Challenge.
Give the lines from the one containing "Segment every instance of the blue" through the last line of the rows below, both included, as a JSON list of strings with one string per line. Leave out blank lines.

Input rows.
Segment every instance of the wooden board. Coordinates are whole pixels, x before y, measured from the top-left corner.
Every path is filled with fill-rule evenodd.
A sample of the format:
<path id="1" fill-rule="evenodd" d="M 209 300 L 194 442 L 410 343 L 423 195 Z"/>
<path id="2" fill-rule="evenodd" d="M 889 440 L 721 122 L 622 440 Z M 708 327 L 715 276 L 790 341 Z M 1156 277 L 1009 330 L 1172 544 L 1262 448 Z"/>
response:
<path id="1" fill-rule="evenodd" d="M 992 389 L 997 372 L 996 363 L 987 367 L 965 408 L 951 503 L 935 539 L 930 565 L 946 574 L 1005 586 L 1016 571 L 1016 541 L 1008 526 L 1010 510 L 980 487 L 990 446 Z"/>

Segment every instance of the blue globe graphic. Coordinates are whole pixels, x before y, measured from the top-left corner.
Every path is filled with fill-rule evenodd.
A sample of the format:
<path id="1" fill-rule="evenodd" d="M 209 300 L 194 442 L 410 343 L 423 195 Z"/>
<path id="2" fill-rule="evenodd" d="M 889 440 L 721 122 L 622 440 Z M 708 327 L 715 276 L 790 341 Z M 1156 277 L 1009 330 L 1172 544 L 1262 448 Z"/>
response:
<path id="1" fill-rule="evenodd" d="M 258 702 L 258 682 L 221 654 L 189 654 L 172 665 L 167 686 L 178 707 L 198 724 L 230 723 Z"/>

Written response.
[
  "Segment every instance of the blue globe graphic. Coordinates are whole pixels, x before y, measured from the top-left corner.",
  "Every path is filled with fill-rule evenodd.",
  "A sample of the format:",
  "<path id=\"1\" fill-rule=\"evenodd\" d=\"M 209 300 L 194 442 L 410 343 L 423 195 Z\"/>",
  "<path id=\"2\" fill-rule=\"evenodd\" d=\"M 889 440 L 721 122 L 622 440 Z M 708 327 L 715 276 L 790 341 Z M 1156 277 L 1009 330 L 1172 544 L 1262 448 Z\"/>",
  "response:",
  "<path id=\"1\" fill-rule=\"evenodd\" d=\"M 258 702 L 258 682 L 221 654 L 189 654 L 172 665 L 167 686 L 178 707 L 198 724 L 230 723 Z\"/>"
]